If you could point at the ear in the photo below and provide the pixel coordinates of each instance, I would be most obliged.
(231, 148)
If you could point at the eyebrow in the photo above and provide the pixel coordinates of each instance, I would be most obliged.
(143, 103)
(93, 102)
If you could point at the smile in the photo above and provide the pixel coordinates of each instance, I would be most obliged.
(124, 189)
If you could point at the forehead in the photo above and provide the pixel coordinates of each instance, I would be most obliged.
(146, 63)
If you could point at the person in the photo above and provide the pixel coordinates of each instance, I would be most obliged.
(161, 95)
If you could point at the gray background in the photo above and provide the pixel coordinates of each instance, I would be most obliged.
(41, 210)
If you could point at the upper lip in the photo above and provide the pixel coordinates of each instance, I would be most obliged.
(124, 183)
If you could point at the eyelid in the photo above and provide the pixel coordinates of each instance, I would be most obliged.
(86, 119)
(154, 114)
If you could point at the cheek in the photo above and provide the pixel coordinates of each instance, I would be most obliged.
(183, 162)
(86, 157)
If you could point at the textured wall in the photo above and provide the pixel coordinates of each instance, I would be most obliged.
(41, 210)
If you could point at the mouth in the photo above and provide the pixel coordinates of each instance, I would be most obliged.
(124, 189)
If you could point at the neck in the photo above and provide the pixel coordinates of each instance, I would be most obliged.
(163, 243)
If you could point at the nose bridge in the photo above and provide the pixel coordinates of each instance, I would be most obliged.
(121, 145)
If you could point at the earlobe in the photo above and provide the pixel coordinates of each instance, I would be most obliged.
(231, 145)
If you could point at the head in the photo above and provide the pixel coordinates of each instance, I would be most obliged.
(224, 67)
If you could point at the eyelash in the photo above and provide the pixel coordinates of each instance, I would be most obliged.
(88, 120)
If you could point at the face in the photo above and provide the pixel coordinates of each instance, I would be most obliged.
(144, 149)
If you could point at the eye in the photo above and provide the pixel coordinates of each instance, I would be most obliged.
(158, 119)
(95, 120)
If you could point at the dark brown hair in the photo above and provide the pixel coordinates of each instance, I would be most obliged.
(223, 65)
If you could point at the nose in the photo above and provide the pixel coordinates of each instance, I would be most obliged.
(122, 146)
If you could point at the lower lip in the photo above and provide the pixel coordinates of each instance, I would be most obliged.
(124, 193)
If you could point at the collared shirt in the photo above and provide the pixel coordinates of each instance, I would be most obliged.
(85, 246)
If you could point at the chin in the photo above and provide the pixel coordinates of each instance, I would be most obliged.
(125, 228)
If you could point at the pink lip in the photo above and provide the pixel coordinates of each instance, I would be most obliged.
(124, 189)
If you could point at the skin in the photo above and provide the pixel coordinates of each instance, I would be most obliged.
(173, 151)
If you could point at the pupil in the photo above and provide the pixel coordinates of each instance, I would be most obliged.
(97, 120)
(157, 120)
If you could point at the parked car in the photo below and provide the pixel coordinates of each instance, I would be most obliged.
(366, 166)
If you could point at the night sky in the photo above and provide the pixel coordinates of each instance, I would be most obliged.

_GOAL OF THE EXERCISE_
Retype all of the entries. Keep each one exactly as written.

_RESPONSE TO THE TASK_
If you could point at the ear in the photo below and provide the pixel coordinates of each instance, I would be most obliged.
(231, 148)
If you could point at the eyebrow in the photo above and provide the pixel coordinates of each instance, I would be most obliged.
(143, 103)
(93, 102)
If you could point at the smile in the photo above and provide the pixel coordinates of each instance, I would be most obliged.
(124, 189)
If you could point at the forehead in the photo above and provide the pixel coordinates of each instance, I would be most obliged.
(146, 63)
If you could point at the person in the photo above and provide the pixel coordinates of each instance, I would be most obliged.
(161, 95)
If you could point at the gray background in the photo above and provide the pixel coordinates of each instance, I would be most obliged.
(41, 210)
If you could point at the upper lip in the photo above and provide the pixel coordinates of each instance, I would be most obliged.
(124, 183)
If you could point at the eyelid in the photo above and provide the pixel coordinates of each instance, I would be most obliged.
(86, 119)
(154, 114)
If you could point at the cheek in the photo above and provide the pixel coordinates of each instance, I would be most obliged.
(183, 162)
(86, 157)
If you could point at the textured wall in the photo above and provide the pixel coordinates of each instance, I would be most obliged.
(41, 210)
If you could point at the mouth in the photo above and provide the pixel coordinates of each instance, I would be most obliged.
(124, 189)
If you could point at the neck in the photo above and provide the pixel coordinates of each instance, I would be most obliged.
(163, 243)
If you could point at the nose bridge in the photo above and provide the pixel coordinates of each instance, I would be most obliged.
(121, 145)
If you could point at the earlobe in the photo above and provide the pixel coordinates of each instance, I would be most obliged.
(231, 145)
If you could point at the head in the photo above and provide the pixel coordinates of each instance, I would be most obliged.
(224, 67)
If you could point at the eyelash in the photo above and provide the pixel coordinates of each instance, I would be most obliged.
(88, 120)
If you could point at the face in the photo above and provide the pixel coordinates of each instance, I would be most obliged.
(144, 149)
If you could point at the eye in the photo above and provide the pixel coordinates of each instance, I would be most obliged.
(158, 119)
(95, 120)
If you could point at the dark brown hair in the photo above and provide the pixel coordinates of each instance, I would be most obliged.
(223, 65)
If you could point at the nose in the photo above and provide the pixel coordinates of each instance, I would be most obliged.
(122, 146)
If you could point at the lower lip in the photo above and provide the pixel coordinates of each instance, I would be most obliged.
(124, 193)
If you could point at the collared shirt in the photo above and provide the pixel coordinates of each instance, I would be most obliged.
(85, 246)
If you could point at the chin in the photo above and provide the pixel coordinates of each instance, I would be most obliged.
(125, 228)
If you could point at the pink lip in the photo above and provide the pixel coordinates of each instance, I would be most obliged.
(124, 189)
If you could point at the skin in the photo above and provide the pixel coordinates of each instance, I would be most obliged.
(173, 151)
If you could point at the pupil in the photo above and provide the pixel coordinates of each instance, I would be most obliged.
(97, 120)
(157, 120)
If you could point at the parked car in the photo below and provide the pixel coordinates of each instance, I would be most obliged.
(366, 166)
If you could point at the night sky in the photo above and provide the pixel coordinates of each instance, I would be most obliged.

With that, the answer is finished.